# Su tarea
Conteste estas preguntas con base en el texto sobre el populismo:
1. ¿Qué actitudes fomenta el populismo?
2. ¿Con qué están elaboradas las fidelidades ideológicas?
3. ¿Cómo es percibido el inmigrante?

# Texto extraído
● ● ● ●

El populismo, sea de izquierdas o de derechas, atenta contra la dignidad. Y atenta porque fomenta actitudes xenófobas y racistas. Estas actitudes son edificadas mediante los ladrillos del lenguaje político. Este lenguaje construye relatos, en ocasiones pseudológicos, para conseguir fidelidades ideológicas. Estas fidelidades están elaboradas, a su vez, con falacias, bulos, fake news y demás retórica barata. Son fidelidades creadas con argumentos tóxicos y, en su mayoría, carentes de sentido. La xenofobia – por ejemplo – se convierte en admisible. Y se admite a pesar de ser un atentado, en toda regla, contra la dignidad. Esta admisión revierte los códigos éticos de ciertos sectores sociales. Tanto es así que la xenofobia se contempla, e institucionaliza, como buena. Y se contempla así porque el inmigrante es percibido como una amenaza para el bienestar de "los nuestros". Una "amenaza" que pone en riesgo el estatus social. Y una "amenza" que insufla malestar en ciertos grupos de la sociedad.

● ● ● ●

Descripciones de regiones en lenguaje natural:
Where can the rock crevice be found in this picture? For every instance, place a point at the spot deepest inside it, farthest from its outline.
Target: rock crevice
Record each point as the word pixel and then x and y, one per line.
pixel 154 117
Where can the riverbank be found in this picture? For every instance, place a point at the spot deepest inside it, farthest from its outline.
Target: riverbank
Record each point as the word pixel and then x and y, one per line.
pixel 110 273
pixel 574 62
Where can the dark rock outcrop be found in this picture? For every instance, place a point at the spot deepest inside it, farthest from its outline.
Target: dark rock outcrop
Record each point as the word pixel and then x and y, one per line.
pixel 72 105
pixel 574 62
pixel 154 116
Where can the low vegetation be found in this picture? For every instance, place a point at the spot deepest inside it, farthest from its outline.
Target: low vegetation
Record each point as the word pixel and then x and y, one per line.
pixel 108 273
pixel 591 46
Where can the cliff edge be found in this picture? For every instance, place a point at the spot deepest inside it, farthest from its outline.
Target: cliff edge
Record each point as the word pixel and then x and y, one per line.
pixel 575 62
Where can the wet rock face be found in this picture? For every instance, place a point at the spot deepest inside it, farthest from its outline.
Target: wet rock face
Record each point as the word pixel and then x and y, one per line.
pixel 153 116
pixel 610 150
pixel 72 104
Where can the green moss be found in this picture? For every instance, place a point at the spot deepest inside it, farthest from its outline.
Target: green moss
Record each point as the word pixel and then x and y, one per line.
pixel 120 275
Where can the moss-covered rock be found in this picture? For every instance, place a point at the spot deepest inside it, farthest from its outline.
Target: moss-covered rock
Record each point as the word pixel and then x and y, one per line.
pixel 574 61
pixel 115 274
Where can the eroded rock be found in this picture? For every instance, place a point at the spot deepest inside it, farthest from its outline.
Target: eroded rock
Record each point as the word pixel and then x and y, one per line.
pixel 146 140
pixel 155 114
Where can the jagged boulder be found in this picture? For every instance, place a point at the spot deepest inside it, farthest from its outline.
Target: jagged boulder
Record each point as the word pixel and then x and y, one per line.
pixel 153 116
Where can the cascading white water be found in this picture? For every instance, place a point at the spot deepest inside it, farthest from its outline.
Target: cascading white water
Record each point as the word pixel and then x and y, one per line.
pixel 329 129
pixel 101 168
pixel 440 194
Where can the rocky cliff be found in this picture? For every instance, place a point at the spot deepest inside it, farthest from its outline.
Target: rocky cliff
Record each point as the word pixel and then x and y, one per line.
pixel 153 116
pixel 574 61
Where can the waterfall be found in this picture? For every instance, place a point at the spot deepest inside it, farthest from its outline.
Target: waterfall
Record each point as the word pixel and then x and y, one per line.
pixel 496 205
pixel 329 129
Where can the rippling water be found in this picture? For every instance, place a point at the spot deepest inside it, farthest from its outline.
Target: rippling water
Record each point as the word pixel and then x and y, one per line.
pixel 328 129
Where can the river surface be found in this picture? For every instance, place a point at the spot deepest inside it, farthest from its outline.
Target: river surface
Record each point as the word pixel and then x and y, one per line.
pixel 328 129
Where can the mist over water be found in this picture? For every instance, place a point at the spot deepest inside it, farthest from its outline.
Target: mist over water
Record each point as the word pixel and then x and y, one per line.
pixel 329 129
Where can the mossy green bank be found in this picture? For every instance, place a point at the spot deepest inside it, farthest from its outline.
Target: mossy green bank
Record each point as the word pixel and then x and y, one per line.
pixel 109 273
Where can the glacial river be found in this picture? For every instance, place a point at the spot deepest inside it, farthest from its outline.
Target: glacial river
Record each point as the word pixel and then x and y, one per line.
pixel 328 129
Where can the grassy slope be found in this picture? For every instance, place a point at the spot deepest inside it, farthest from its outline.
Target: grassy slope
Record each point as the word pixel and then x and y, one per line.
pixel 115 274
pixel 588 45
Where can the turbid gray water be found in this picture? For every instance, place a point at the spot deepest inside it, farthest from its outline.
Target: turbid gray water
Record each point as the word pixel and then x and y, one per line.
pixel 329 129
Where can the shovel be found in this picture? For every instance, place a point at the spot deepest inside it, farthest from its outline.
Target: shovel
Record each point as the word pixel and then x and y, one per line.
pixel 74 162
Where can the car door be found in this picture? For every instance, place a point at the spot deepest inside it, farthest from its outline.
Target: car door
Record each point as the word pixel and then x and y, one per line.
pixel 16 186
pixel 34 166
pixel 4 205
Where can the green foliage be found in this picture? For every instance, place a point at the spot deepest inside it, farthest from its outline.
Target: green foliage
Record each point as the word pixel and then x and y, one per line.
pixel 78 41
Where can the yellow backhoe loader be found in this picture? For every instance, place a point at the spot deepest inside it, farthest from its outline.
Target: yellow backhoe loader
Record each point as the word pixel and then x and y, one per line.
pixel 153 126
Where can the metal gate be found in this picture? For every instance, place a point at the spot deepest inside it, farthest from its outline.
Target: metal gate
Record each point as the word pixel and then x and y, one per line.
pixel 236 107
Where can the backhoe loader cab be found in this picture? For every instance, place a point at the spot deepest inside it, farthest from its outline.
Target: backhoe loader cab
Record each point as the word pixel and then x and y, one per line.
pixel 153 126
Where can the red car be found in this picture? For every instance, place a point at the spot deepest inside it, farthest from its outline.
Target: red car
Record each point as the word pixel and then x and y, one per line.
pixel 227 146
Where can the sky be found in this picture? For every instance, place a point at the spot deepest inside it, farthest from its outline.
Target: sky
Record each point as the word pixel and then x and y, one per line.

● ● ● ●

# Resultado
1. Actitudes xenófobas y racistas.
2. Con falacias, bulos, fake news y demás retórica barata.
3. Como una amenaza para el bienestar de "los nuestros".